◆ Aim ◆
Copy the material below word for word, from its first line up to and including the line that contains "[547,595,1344,893]". Stop after that line.

◆ Input material ◆
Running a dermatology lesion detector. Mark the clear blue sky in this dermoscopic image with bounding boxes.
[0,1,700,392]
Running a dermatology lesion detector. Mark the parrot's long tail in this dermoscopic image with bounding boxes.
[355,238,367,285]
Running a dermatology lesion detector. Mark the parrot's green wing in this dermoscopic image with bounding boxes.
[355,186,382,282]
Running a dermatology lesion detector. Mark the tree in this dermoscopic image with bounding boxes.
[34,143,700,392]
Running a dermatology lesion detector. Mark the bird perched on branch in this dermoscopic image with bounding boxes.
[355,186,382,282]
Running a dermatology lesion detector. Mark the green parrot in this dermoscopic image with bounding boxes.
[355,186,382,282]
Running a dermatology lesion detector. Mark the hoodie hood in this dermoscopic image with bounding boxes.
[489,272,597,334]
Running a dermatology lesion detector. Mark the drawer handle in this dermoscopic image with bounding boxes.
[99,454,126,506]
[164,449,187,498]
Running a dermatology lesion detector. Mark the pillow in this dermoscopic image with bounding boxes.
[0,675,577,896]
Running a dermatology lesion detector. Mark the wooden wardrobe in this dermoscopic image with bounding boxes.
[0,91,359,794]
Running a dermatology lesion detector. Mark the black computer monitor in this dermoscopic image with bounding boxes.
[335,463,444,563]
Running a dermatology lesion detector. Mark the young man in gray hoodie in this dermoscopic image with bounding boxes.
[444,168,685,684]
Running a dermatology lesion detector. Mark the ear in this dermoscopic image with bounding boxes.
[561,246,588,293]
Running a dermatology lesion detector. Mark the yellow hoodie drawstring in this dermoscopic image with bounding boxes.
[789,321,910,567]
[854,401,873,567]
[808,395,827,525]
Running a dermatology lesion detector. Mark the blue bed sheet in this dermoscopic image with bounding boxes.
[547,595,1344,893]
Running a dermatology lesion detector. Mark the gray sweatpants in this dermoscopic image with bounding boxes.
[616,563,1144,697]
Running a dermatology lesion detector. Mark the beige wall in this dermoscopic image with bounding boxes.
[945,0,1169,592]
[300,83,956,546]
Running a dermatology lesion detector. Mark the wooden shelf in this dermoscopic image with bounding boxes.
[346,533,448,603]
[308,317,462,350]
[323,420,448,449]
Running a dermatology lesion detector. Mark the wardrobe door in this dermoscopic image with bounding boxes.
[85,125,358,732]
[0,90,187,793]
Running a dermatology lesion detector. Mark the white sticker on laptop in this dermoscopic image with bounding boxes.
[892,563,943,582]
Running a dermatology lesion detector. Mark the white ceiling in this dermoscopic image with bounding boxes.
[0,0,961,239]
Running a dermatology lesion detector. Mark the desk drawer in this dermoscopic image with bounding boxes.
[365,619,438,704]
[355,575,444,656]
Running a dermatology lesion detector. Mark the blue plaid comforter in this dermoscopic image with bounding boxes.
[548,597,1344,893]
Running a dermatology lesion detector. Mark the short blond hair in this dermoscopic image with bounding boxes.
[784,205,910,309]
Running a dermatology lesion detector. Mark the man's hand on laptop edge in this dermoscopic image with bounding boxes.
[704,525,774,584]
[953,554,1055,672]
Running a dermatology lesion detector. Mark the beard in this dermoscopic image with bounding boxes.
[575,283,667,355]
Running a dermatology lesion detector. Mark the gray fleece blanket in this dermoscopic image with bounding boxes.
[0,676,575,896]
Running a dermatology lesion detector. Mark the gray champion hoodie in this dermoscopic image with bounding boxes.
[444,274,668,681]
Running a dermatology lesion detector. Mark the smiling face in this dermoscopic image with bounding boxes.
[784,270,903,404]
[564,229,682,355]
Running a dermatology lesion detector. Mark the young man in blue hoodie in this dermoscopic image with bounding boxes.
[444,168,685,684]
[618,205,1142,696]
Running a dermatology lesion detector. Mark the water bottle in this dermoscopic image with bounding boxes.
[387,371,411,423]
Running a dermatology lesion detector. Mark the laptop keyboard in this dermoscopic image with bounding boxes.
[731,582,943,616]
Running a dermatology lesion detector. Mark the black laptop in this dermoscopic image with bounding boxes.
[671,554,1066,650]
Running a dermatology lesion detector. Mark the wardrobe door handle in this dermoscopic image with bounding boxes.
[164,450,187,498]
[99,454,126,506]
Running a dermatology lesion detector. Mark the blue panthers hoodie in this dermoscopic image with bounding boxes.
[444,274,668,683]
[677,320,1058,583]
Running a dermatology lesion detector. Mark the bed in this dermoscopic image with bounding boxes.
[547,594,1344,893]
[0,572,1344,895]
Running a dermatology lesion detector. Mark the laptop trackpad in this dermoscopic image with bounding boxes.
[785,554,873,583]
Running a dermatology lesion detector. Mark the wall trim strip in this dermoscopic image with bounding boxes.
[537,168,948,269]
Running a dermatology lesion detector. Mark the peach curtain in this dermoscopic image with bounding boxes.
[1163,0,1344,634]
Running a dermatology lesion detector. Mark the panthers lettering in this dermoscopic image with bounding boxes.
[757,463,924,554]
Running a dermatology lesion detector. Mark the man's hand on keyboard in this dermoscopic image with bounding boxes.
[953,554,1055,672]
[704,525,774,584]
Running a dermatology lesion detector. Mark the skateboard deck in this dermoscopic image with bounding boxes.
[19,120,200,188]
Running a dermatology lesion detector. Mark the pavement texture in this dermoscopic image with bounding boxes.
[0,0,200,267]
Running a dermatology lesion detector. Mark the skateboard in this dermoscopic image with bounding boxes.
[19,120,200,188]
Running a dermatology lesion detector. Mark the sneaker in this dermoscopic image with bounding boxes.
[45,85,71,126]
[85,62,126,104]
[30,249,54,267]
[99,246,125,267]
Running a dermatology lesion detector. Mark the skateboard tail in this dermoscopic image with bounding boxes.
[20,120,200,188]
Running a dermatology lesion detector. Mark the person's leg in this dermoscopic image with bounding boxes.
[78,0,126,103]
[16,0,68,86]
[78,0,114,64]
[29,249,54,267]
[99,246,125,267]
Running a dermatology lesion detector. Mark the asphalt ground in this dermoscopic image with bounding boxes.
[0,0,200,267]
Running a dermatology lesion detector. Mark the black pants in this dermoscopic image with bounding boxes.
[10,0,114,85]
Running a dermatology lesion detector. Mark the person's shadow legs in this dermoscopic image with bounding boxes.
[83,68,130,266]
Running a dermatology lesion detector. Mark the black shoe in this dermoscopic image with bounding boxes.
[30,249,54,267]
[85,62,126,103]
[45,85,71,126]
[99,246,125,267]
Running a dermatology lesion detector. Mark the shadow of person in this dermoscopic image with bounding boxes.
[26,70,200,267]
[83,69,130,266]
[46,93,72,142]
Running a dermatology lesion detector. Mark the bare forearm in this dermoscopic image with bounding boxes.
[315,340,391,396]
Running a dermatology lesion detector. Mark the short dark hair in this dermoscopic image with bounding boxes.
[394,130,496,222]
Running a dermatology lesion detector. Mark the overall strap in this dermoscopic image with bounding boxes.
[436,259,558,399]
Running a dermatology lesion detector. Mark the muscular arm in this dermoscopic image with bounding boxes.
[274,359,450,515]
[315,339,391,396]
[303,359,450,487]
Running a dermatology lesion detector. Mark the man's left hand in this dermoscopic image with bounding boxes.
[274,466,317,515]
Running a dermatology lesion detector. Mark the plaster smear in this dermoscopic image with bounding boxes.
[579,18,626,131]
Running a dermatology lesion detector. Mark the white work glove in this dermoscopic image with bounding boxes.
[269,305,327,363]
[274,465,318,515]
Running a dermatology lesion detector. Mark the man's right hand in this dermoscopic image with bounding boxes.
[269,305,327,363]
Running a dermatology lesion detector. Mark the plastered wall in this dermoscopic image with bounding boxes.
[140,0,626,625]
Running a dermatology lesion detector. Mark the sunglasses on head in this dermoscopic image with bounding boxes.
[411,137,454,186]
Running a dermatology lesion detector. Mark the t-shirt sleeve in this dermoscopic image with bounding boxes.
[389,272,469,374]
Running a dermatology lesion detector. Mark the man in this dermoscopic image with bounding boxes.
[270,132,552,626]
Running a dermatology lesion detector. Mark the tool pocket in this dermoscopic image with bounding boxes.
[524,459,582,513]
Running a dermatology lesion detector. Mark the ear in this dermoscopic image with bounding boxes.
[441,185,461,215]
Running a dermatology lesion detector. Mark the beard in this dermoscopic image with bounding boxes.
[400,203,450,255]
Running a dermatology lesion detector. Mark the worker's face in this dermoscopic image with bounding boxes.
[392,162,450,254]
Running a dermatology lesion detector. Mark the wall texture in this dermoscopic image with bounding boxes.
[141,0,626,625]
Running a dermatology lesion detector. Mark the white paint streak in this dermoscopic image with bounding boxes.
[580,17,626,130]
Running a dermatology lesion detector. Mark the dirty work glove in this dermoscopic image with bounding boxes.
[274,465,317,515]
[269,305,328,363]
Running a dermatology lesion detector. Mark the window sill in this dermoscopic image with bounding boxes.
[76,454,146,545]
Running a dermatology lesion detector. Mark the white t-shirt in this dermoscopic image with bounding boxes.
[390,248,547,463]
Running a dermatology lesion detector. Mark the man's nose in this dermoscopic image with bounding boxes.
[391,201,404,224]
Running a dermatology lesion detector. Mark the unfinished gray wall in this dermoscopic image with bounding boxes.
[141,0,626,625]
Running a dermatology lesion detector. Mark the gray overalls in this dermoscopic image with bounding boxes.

◆ Answer to the task ◆
Running a dermatology lesion detector. Mark the clear blue sky in this dermoscopic image with bounding boxes.
[0,1,700,392]
Running a dermatology lesion detector. Mark the parrot's long tail in this dermoscopic image with bounding boxes.
[355,238,367,285]
Running a dermatology lesion detector. Mark the parrot's green wing in this dermoscopic image with bounding boxes.
[355,186,382,282]
Running a dermatology lesion detector. Mark the tree in this dermoscopic image with bounding boxes.
[34,143,700,392]
Running a dermatology lesion detector. Mark the bird perched on branch in this dermoscopic image with bounding boxes.
[355,186,382,282]
Running a dermatology lesion detector. Mark the green parrot in this dermoscopic image with bounding boxes.
[355,186,382,282]
Running a dermatology lesion detector. Mark the hoodie hood in this dermoscopic image with bounding boxes.
[489,272,597,334]
Running a dermatology lesion detector. Mark the drawer handle in this dermoscopic image with bounding boxes.
[99,454,126,506]
[164,449,187,498]
Running a dermatology lesion detector. Mark the pillow in this dermoscopic image with bounding boxes.
[0,675,577,896]
Running a dermatology lesion detector. Mark the wooden wardrobe in this dermoscopic image with bounding boxes.
[0,91,359,794]
Running a dermatology lesion detector. Mark the black computer monitor in this dermoscopic image with bounding boxes.
[335,463,444,563]
Running a dermatology lesion detector. Mark the young man in gray hoodie in this dermoscopic image with bounding boxes.
[444,168,685,684]
Running a dermatology lesion detector. Mark the ear in this dermoscopic image with bounding boxes.
[561,246,588,293]
Running a dermatology lesion detector. Mark the yellow hoodie drawstring in this dermoscopic image with bounding boxes.
[789,321,910,567]
[854,401,873,567]
[808,395,827,525]
Running a dermatology lesion detector. Mark the blue bed sheet in this dermoscopic image with bounding boxes.
[547,595,1344,893]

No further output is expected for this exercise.